■ **Your objective**:
Recast everything in the listing below, from the line containing "Every instance of the woman with" down through the final line, as a Markdown table with the columns Row and Line. Give each line its row number and leave out blank lines.

********************

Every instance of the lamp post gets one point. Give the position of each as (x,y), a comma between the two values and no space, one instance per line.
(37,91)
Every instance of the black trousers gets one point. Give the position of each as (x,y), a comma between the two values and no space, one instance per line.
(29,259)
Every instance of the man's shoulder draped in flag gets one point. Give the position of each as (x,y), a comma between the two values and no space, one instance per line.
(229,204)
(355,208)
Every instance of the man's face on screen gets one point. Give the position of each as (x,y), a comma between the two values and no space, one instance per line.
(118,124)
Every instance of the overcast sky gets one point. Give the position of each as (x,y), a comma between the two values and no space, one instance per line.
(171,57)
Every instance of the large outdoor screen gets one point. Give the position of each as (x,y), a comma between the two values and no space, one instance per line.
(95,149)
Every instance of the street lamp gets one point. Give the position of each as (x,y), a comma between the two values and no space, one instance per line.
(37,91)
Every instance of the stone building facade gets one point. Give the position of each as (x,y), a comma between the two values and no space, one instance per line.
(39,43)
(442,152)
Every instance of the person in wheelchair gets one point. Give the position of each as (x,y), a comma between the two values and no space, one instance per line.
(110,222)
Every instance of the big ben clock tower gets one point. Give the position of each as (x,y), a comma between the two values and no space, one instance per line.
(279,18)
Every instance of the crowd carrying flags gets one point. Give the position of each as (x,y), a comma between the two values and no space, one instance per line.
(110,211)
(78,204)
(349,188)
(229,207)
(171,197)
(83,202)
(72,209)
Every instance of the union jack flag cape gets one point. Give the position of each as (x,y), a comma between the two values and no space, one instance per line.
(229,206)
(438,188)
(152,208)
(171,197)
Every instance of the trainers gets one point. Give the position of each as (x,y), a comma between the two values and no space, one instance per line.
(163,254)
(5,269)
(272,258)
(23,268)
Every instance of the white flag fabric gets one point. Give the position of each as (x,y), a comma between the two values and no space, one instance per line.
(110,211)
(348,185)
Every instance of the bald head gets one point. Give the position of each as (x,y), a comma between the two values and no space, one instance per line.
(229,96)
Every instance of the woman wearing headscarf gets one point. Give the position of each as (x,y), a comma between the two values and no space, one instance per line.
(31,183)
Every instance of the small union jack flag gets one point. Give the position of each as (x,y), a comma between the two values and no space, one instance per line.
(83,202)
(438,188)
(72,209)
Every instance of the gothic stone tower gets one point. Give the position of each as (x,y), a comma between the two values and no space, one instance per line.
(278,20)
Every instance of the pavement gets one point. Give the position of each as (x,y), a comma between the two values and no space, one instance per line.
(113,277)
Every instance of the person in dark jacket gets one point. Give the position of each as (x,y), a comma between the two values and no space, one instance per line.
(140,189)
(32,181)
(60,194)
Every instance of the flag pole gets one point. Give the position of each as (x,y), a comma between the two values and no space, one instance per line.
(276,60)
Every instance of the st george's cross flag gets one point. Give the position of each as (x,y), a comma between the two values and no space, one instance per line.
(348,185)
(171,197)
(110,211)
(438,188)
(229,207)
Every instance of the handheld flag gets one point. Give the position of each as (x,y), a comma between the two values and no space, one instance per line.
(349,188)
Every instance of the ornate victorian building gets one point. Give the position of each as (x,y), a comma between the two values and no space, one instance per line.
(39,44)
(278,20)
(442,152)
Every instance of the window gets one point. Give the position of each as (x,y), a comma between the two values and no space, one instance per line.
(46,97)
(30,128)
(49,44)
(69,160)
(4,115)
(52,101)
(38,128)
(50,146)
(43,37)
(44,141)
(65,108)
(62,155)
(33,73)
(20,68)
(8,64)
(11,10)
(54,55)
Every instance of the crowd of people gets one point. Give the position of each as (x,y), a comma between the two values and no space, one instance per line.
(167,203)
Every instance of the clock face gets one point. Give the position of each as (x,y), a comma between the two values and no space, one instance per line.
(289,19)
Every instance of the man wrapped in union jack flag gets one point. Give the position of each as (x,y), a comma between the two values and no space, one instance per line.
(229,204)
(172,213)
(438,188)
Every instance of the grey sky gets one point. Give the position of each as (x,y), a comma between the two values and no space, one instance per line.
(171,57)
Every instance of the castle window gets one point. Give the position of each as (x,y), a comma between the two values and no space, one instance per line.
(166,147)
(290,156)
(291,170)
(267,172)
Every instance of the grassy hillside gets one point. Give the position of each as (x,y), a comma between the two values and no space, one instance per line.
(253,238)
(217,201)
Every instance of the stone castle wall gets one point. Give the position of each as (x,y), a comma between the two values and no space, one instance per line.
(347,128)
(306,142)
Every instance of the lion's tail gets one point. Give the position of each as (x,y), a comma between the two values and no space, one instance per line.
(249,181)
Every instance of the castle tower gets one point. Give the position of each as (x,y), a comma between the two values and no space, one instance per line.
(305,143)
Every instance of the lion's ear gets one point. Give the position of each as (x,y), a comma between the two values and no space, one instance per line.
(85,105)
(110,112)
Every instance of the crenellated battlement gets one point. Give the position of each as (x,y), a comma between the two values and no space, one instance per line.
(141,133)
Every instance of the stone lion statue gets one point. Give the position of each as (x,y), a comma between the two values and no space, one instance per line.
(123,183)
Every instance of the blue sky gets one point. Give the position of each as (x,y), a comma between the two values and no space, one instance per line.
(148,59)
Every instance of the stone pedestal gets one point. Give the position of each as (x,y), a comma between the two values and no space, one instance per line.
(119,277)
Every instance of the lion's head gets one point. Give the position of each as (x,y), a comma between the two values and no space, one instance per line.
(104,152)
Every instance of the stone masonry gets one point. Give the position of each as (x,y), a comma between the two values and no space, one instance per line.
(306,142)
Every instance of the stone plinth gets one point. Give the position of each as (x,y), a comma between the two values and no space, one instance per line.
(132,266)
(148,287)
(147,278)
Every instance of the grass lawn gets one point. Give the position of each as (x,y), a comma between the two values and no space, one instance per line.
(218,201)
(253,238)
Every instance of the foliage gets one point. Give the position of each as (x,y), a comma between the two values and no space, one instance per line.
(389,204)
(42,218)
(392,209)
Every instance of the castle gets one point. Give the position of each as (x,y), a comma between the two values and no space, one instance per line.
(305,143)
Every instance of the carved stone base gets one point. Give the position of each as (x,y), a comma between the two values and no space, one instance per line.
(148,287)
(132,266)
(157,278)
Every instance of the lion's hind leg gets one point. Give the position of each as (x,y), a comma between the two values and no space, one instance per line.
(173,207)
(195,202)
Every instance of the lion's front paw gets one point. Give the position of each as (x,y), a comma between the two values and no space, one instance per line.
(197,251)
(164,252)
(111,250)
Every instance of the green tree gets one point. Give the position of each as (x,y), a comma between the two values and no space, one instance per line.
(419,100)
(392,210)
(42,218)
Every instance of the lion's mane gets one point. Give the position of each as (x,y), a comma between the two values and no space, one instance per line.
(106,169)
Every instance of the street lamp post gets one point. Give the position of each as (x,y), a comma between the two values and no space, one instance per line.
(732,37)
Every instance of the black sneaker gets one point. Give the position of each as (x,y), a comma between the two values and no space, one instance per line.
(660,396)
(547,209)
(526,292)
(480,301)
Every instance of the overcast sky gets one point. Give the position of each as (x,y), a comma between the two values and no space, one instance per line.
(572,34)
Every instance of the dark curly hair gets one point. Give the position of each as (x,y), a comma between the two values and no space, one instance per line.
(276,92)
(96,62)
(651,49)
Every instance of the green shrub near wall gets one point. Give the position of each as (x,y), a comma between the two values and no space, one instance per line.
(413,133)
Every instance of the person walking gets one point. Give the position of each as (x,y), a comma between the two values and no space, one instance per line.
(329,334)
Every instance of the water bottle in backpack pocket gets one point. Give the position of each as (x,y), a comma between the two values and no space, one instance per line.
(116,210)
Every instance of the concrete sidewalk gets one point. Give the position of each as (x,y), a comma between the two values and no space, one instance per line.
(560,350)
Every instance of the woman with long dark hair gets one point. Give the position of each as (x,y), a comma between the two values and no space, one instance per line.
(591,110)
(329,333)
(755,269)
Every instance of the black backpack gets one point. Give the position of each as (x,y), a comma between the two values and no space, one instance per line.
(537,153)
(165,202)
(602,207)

********************

■ **Output**:
| Row | Line |
|---|---|
| 1 | Every instance of the woman with long dark hair gets one point. Give the position of each as (x,y), a comma between the two values and no space, one instance per line. |
| 2 | (591,110) |
| 3 | (329,333) |
| 4 | (755,269) |
| 5 | Every instance of the black backpack gets one point. Give the position of each as (x,y), a comma between the two values and no space, one instance per line. |
| 6 | (537,153) |
| 7 | (165,202) |
| 8 | (602,207) |